- Problem -
Look at each line below and count those with the word "bark"; the answer is that number only.

- Data for review -
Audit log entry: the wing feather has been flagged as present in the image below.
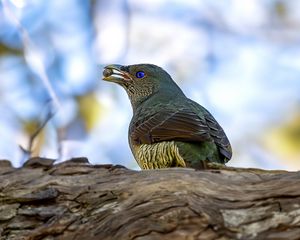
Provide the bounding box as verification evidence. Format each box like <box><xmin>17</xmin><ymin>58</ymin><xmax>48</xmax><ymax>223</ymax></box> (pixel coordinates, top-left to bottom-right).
<box><xmin>130</xmin><ymin>106</ymin><xmax>232</xmax><ymax>161</ymax></box>
<box><xmin>130</xmin><ymin>108</ymin><xmax>211</xmax><ymax>144</ymax></box>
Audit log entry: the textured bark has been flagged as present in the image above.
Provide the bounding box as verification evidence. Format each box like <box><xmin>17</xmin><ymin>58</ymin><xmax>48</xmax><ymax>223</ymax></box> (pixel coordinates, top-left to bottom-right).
<box><xmin>0</xmin><ymin>157</ymin><xmax>300</xmax><ymax>240</ymax></box>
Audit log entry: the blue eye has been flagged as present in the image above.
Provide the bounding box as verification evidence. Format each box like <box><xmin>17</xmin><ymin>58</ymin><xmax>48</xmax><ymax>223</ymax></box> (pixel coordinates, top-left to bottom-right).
<box><xmin>135</xmin><ymin>71</ymin><xmax>145</xmax><ymax>78</ymax></box>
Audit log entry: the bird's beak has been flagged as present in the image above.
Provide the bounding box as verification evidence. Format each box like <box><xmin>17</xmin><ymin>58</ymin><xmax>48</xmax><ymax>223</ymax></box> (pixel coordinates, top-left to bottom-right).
<box><xmin>102</xmin><ymin>64</ymin><xmax>133</xmax><ymax>84</ymax></box>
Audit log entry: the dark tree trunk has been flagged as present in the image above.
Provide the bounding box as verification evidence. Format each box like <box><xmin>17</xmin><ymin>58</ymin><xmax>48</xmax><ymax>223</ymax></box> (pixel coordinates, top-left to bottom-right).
<box><xmin>0</xmin><ymin>157</ymin><xmax>300</xmax><ymax>240</ymax></box>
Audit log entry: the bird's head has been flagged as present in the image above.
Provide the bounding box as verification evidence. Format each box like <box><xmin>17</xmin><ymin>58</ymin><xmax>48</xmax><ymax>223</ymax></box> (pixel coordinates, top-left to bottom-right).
<box><xmin>102</xmin><ymin>63</ymin><xmax>183</xmax><ymax>109</ymax></box>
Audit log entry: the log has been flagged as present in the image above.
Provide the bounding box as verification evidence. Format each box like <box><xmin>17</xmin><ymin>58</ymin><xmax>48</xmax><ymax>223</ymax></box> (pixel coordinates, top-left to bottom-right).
<box><xmin>0</xmin><ymin>157</ymin><xmax>300</xmax><ymax>240</ymax></box>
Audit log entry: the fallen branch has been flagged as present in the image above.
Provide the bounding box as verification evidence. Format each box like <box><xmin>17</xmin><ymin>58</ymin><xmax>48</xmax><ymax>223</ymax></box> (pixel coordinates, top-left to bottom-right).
<box><xmin>0</xmin><ymin>158</ymin><xmax>299</xmax><ymax>240</ymax></box>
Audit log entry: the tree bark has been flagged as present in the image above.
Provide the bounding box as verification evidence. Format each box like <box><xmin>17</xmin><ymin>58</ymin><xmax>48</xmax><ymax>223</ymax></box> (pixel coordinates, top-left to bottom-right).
<box><xmin>0</xmin><ymin>157</ymin><xmax>300</xmax><ymax>240</ymax></box>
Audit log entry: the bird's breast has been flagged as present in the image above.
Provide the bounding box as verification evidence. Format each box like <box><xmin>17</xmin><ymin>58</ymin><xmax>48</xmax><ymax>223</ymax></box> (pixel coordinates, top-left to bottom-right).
<box><xmin>131</xmin><ymin>141</ymin><xmax>186</xmax><ymax>169</ymax></box>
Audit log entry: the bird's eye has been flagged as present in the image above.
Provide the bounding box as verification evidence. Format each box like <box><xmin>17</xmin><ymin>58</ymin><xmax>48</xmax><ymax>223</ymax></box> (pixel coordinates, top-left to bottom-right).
<box><xmin>135</xmin><ymin>71</ymin><xmax>145</xmax><ymax>78</ymax></box>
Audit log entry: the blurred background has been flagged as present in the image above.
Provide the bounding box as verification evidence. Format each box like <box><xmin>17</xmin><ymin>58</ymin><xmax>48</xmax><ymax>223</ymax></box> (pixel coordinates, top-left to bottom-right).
<box><xmin>0</xmin><ymin>0</ymin><xmax>299</xmax><ymax>170</ymax></box>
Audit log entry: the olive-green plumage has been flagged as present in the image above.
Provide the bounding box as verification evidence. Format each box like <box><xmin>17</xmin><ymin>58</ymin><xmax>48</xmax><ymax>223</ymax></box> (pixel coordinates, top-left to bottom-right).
<box><xmin>103</xmin><ymin>64</ymin><xmax>232</xmax><ymax>169</ymax></box>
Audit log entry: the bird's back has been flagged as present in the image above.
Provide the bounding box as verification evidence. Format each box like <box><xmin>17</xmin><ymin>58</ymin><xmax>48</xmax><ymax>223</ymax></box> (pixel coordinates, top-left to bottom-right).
<box><xmin>129</xmin><ymin>94</ymin><xmax>232</xmax><ymax>169</ymax></box>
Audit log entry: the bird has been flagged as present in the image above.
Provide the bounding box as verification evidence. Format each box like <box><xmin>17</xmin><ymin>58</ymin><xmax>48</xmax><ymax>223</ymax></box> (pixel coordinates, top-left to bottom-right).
<box><xmin>102</xmin><ymin>64</ymin><xmax>232</xmax><ymax>170</ymax></box>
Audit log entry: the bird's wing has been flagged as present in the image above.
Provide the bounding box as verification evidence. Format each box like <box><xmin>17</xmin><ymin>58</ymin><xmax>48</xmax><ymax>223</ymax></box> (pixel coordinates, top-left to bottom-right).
<box><xmin>130</xmin><ymin>107</ymin><xmax>232</xmax><ymax>161</ymax></box>
<box><xmin>130</xmin><ymin>108</ymin><xmax>212</xmax><ymax>144</ymax></box>
<box><xmin>202</xmin><ymin>109</ymin><xmax>232</xmax><ymax>160</ymax></box>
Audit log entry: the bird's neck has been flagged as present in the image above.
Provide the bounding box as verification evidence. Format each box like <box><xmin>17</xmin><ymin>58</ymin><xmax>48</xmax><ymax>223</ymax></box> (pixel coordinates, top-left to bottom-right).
<box><xmin>130</xmin><ymin>92</ymin><xmax>155</xmax><ymax>111</ymax></box>
<box><xmin>131</xmin><ymin>86</ymin><xmax>186</xmax><ymax>112</ymax></box>
<box><xmin>127</xmin><ymin>87</ymin><xmax>155</xmax><ymax>111</ymax></box>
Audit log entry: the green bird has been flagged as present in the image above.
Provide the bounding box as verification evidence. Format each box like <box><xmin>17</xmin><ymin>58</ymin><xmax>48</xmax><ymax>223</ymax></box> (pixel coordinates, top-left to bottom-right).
<box><xmin>102</xmin><ymin>64</ymin><xmax>232</xmax><ymax>169</ymax></box>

- Solution for this task -
2